§ Directions for this task
Every entry below should be transcribed exactly; pictures stay out of the copy.
□ □ □ □ □
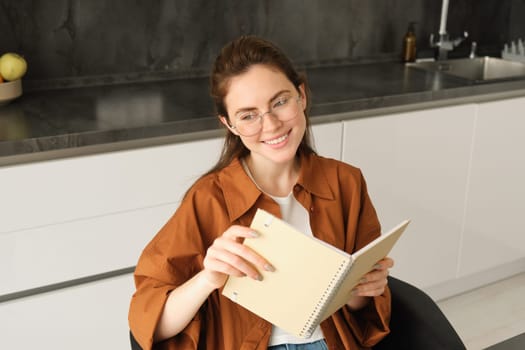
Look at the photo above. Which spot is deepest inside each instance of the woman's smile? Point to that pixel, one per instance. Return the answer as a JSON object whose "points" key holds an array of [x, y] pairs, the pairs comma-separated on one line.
{"points": [[278, 141]]}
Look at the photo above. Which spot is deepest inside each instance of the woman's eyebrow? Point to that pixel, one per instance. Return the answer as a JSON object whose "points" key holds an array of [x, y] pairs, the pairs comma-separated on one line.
{"points": [[275, 96]]}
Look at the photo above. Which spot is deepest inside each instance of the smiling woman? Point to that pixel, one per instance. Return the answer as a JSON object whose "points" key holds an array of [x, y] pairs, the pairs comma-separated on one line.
{"points": [[267, 162]]}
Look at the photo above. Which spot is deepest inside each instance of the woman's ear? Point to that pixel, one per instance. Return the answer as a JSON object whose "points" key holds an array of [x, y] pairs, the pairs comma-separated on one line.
{"points": [[224, 120], [303, 95]]}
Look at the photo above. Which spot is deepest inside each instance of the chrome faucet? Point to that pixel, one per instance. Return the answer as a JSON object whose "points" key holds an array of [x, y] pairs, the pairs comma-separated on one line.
{"points": [[444, 43]]}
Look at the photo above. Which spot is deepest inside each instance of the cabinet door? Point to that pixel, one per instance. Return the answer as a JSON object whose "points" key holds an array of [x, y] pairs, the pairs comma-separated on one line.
{"points": [[63, 190], [327, 139], [416, 167], [89, 316], [494, 227]]}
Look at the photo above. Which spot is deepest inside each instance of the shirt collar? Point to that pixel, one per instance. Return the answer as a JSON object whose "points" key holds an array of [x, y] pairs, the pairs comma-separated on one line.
{"points": [[241, 193], [313, 178]]}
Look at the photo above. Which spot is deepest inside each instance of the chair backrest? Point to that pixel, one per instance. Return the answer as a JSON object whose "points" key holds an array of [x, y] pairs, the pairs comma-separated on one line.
{"points": [[417, 322]]}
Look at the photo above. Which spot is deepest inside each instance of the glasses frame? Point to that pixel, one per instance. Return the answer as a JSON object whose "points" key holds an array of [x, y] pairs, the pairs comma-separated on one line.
{"points": [[259, 117]]}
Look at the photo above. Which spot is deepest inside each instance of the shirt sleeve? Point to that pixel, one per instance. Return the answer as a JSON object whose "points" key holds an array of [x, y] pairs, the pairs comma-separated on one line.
{"points": [[370, 324], [171, 258]]}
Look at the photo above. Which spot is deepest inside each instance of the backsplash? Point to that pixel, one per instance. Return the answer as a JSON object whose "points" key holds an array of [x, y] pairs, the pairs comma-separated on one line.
{"points": [[71, 39]]}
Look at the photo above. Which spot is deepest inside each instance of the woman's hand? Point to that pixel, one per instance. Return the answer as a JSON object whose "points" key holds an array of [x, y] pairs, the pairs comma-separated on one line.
{"points": [[372, 284], [228, 256]]}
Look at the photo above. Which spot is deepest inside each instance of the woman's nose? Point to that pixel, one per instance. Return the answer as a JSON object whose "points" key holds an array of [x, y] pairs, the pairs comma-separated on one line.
{"points": [[270, 121]]}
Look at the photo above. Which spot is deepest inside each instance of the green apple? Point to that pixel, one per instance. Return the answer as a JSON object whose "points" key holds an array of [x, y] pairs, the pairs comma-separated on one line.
{"points": [[12, 66]]}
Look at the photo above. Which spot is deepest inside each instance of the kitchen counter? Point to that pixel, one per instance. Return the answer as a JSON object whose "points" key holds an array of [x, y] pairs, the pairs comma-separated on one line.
{"points": [[58, 122]]}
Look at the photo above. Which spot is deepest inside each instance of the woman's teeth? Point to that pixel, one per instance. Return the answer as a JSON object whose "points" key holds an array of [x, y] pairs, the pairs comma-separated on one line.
□ □ □ □ □
§ Response below
Look at the photo above. Which spot is deepest inside each instance of the woman's smile? Point to that pixel, one per instance. Return the answer as a JSON object whose "points" key holds an array of [x, y] pairs, the pairs comma-separated on one line.
{"points": [[278, 141]]}
Look at the photo above. Which spot is deepest inside each instance of the woman's eyebrow? Point to that pixel, one per instance. Return the answer as a JSON object whose "points" key holds an array of [x, y] pairs, the pairs comma-separated on one line.
{"points": [[275, 96]]}
Look at the photo above. Which spot is deepest inside each instance of the smiling woman? Point to that pixel, one per instance. Return the answer as a JSON object whose "points" key holds an array of [x, y] pairs, the pairs comma-separated on one line.
{"points": [[267, 162]]}
Look at the photo above. Which spot is deepest inside each instance of the woman's ear? Point to that pixel, one per instance. Return the answer as a JSON object whose "points" key holds an array of [x, y] pairs, the pairs comma-separated on one line.
{"points": [[224, 120], [303, 95]]}
Look at the photo above. Which spot is deepest inside each instance of the chrome faucet? Point to that pixel, one per instance. Return the answer as a JSON object whose "points" key holds an array of [x, y] pairs, the pairs comma-separated on one line.
{"points": [[444, 43]]}
Look at the photo above. Which spot is deepest inside each instance of the cabinet door? Point to that pixel, one per instance. Return the answer as a JSON object whose "points" key holds an array of [x, y] pairs, the pairs comma-separated on one line.
{"points": [[63, 190], [327, 139], [416, 167], [89, 316], [494, 227]]}
Look at the photo above. Which spot is deepest inside each instance of the shirt collar? Point to that pixel, one per instance. Return the answer as a JSON object whose "points" key holds an array of [x, y] pairs, the pairs comma-separated on one line.
{"points": [[241, 193], [313, 178]]}
Look at the photo above. Which spot is deepest inside each instance of the chair backrest? Point to that pixel, one per instance. Return the answer as a JSON object whose "points" key holds an array of [x, y] pairs, the pairs comma-separated on one line.
{"points": [[417, 322]]}
Look at the photo above. Which spot is deepest inside each instance of the glasses frame? Point to that pixel, one per instance. Return the answer as a JSON object whose "points" key holds an array of [x, y] pairs, the pairs comma-separated on one line.
{"points": [[259, 117]]}
Look at the photo above. Which spot is deepest inside each instance of the shirt sleeve? Point to that pixel, one per instance. Return the answer as a JSON object whose "points" key holds an array of [x, y] pairs, the pairs comma-separated on one line.
{"points": [[370, 324], [171, 258]]}
Look at the photo above. Which spot is deepest inside each instance of the backsplash? Point to that pixel, one per instance. Return the answer as a JSON object whose "points" key holds an array of [x, y] pairs, the pairs comma-separated on one line.
{"points": [[71, 39]]}
Look at the photo above. Which spot is deepest inside each instance of the woman's hand? Point to that pixel, one per instance. Return the answer as a JSON object whose "points" key holds an array of [x, y] pairs, the pairs comma-separated on one line.
{"points": [[372, 284], [228, 256]]}
Look at the photo above. Which spot is deepest inside each instance of the woman's nose? Point to that pixel, one per instance. Return the answer as a JSON object whose "points" key holds an array of [x, y] pairs, the pairs comma-separated on one line.
{"points": [[270, 121]]}
Look at the photo above. Which spot is deepest inside each instance of the green apple? Point to that pixel, one per instance. Return the answer as a JSON object whose "points" key holds an array of [x, y] pairs, the pairs comma-separated on one line.
{"points": [[12, 66]]}
Look at the photo above. Which spot is deepest inside each instance of the kitchen counter? Point to that pixel, one per instance. Return the answer as a JSON object whose "points" key holds an array of [x, y] pairs, the pairs comma-separated on one line.
{"points": [[58, 122]]}
Look at the photo above. Which spot is deepest inside each instance of the woman's teeth? Point to that pixel, one per instance. Return the answer as a JSON object whose "points" key holds an array of [x, y] pairs, the pairs comma-separated on one line.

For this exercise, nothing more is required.